══ Data listing
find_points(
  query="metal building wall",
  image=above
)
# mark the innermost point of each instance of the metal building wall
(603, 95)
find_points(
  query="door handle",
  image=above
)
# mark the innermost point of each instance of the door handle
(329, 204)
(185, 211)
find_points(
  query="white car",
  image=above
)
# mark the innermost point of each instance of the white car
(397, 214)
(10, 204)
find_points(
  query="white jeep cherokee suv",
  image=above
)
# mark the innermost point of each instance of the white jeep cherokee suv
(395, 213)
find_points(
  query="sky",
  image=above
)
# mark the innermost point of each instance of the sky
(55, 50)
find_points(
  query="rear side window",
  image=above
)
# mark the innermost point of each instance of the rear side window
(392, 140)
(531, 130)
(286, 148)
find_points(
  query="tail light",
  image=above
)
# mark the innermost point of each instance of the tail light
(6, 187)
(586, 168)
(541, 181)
════
Copy the data above word for word, with every line unchanged.

**Solution:**
find_points(
  query="metal building wall",
  image=above
)
# mark the innermost point of each instance of the metal building wall
(603, 95)
find_points(
  query="door handle",
  image=above
)
# mark the innermost point of each instance of the door handle
(329, 204)
(185, 211)
find_points(
  query="white car",
  image=above
)
# mark the innermost point of each instance of the white car
(397, 214)
(10, 204)
find_points(
  query="white jeep cherokee suv",
  image=above
)
# mark the innermost point of each instance of the white jeep cherokee suv
(395, 213)
find_points(
  query="sky",
  image=above
)
# mark the innermost point of each instance of the sky
(55, 50)
find_points(
  query="rear side window",
  image=above
)
# mark the innermost point of each instance of the rear side window
(392, 140)
(531, 130)
(286, 148)
find_points(
  query="tail light",
  image=above
)
# mark the innermost point of each instance of the tail light
(6, 187)
(586, 168)
(541, 181)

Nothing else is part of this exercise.